* _WHAT THE EXERCISE ASKS_:
What you return should be only the lines in the entries below between the one holding "positive clicks: (358, 152)" and the one holding "negative clicks: (101, 71)", ends included, with every picture left out.

*** DATA FOR THIS TASK Section Begins ***

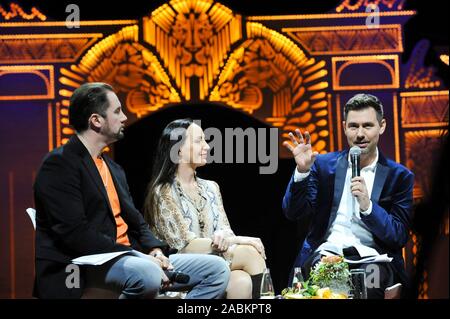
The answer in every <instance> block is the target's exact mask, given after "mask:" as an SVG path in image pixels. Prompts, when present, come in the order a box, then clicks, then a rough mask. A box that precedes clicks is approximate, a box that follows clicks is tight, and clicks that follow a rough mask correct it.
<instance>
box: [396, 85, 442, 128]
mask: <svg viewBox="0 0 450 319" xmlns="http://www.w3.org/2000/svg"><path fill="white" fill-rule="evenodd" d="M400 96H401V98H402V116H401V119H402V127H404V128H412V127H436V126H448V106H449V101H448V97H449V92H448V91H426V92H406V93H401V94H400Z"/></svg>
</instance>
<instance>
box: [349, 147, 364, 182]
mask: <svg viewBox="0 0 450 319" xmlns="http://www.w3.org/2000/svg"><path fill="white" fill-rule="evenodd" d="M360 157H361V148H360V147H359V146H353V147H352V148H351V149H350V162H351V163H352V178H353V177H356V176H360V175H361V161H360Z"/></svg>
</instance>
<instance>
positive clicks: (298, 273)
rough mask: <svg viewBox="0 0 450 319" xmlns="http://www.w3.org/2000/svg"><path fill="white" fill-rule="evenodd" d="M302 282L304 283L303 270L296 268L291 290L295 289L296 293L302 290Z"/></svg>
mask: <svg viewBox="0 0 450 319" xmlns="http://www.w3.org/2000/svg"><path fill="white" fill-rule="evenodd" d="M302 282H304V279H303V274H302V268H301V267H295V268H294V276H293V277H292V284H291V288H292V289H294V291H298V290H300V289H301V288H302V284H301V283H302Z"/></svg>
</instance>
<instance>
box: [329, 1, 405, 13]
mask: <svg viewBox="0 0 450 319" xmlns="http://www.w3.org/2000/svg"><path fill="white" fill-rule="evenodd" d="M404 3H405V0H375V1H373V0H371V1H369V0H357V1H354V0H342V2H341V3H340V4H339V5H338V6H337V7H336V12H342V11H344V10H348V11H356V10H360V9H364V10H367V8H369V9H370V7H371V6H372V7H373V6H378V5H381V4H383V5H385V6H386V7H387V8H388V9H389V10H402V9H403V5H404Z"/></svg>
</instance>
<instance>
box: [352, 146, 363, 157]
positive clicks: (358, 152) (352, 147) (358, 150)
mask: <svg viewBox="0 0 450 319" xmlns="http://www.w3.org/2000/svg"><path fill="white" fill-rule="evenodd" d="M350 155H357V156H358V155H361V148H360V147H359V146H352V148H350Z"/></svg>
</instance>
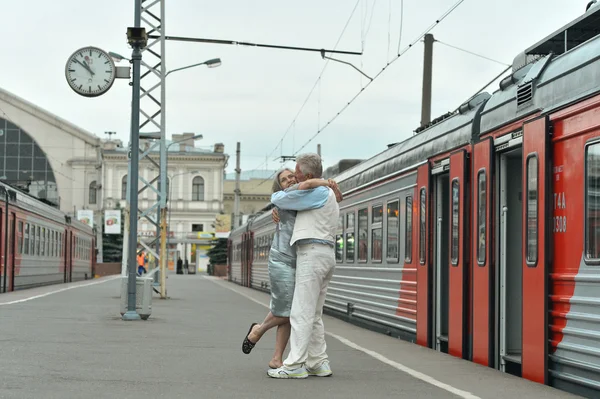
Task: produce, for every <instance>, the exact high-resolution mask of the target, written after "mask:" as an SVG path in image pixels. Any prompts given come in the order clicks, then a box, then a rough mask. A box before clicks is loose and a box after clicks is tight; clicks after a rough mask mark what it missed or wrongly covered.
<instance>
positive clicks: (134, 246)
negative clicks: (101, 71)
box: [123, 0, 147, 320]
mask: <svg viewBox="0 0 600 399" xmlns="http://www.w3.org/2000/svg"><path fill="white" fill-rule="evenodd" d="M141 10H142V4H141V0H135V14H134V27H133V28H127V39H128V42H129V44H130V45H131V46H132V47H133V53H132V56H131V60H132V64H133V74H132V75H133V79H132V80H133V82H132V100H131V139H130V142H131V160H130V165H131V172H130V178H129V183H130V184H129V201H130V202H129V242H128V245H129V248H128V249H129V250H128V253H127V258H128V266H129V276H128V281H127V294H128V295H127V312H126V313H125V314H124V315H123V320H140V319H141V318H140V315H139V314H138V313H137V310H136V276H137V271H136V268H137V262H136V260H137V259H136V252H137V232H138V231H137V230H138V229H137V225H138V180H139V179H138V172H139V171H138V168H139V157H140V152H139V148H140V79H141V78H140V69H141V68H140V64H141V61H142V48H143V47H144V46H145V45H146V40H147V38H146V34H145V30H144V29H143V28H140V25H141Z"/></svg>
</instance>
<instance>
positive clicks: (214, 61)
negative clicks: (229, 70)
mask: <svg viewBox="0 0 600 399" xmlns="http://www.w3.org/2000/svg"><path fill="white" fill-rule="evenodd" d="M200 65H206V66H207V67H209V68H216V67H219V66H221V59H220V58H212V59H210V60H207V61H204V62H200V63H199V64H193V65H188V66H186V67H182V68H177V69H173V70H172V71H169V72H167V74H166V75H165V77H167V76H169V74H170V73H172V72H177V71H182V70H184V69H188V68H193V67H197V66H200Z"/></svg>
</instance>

*** DATA FOR THIS TASK Section Ends ***

* _EXERCISE ANSWER_:
positive clicks: (358, 152) (352, 147) (358, 150)
mask: <svg viewBox="0 0 450 319" xmlns="http://www.w3.org/2000/svg"><path fill="white" fill-rule="evenodd" d="M350 155H357V156H358V155H361V148H360V147H359V146H352V148H350Z"/></svg>
</instance>
Task: produce, for every <instance>, the exact high-resolution mask of the target, written after "mask:" as an SVG path in image pixels. Any prompts given come in the order clicks, then a box, then a rough mask. A box before clicks is loose and a box after clicks is tight; clicks after a rough mask mark what it missed or wrongly covered.
<instance>
positive clicks: (134, 246)
negative clicks: (101, 71)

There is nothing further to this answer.